Instruction:
Count the lines in the data that follows which contain the word "below", and reply with that number alone.
* BEGIN Provided records *
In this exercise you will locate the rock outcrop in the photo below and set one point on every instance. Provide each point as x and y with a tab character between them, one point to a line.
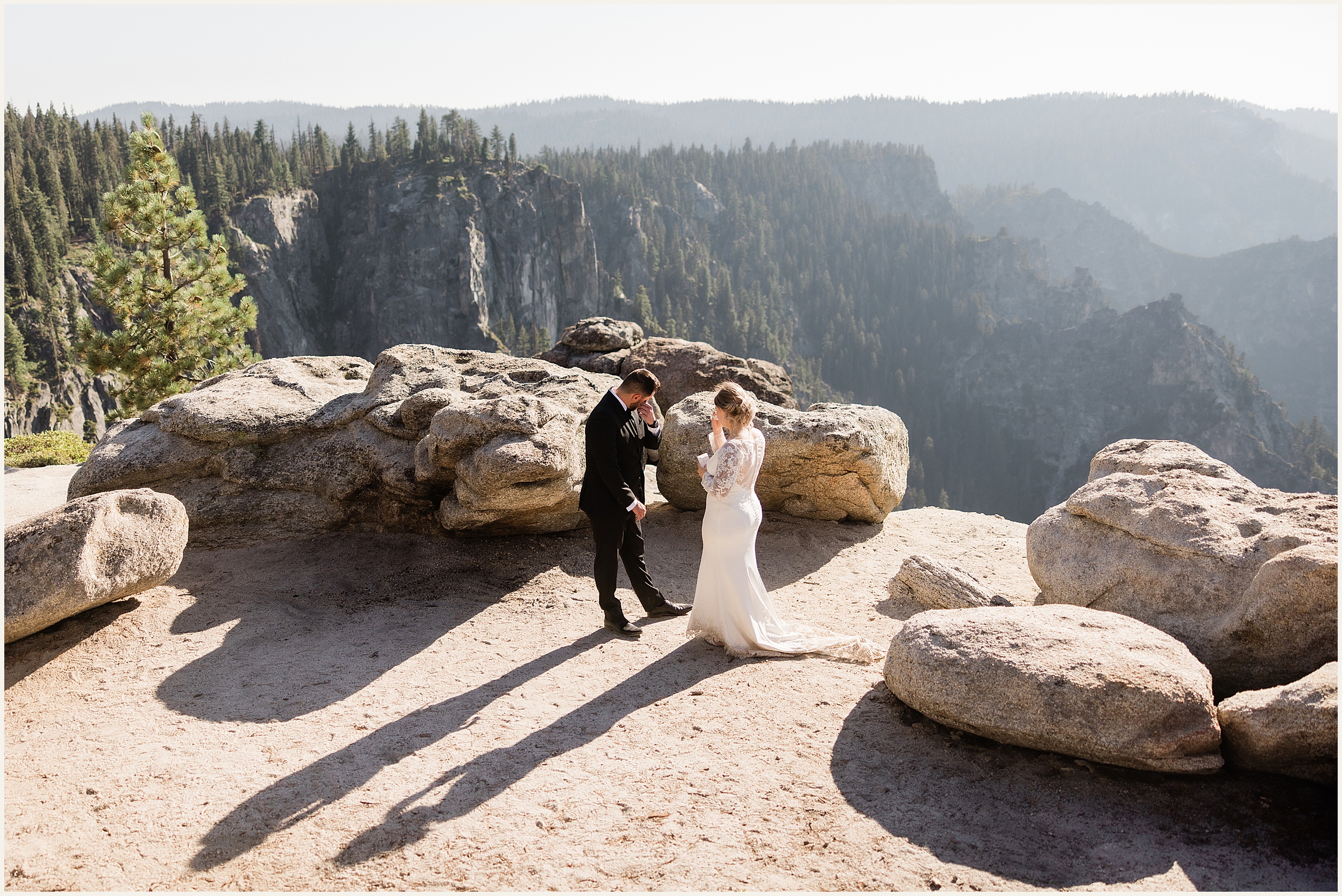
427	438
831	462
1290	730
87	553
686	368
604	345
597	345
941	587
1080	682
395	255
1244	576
* END Provided records *
* BEGIN Provided records *
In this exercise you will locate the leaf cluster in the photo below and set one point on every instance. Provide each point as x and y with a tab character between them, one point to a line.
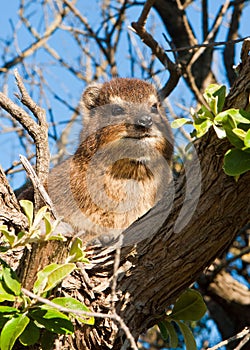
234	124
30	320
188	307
* END Provided records *
* BEGIN Provided records *
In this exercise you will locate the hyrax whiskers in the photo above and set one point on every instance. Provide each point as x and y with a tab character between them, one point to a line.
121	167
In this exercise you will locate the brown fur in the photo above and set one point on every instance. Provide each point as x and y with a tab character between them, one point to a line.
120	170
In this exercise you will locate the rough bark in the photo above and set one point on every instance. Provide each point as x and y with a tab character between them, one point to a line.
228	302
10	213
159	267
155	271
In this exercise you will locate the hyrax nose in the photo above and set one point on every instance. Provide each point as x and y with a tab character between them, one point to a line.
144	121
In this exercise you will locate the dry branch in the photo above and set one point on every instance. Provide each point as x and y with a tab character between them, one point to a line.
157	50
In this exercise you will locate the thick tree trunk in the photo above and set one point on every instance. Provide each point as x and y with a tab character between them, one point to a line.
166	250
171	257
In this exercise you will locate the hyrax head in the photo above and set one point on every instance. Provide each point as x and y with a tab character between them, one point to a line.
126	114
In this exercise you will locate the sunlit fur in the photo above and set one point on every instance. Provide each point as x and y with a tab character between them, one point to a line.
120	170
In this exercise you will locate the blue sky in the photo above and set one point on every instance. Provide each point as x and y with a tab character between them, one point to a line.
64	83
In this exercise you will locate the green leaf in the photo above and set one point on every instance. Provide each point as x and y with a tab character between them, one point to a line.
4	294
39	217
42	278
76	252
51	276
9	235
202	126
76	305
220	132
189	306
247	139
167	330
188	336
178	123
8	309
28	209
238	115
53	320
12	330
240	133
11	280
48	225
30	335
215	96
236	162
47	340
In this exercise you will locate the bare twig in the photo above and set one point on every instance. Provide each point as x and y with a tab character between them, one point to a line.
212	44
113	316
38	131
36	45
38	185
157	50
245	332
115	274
* END Provided records *
Exercise output:
2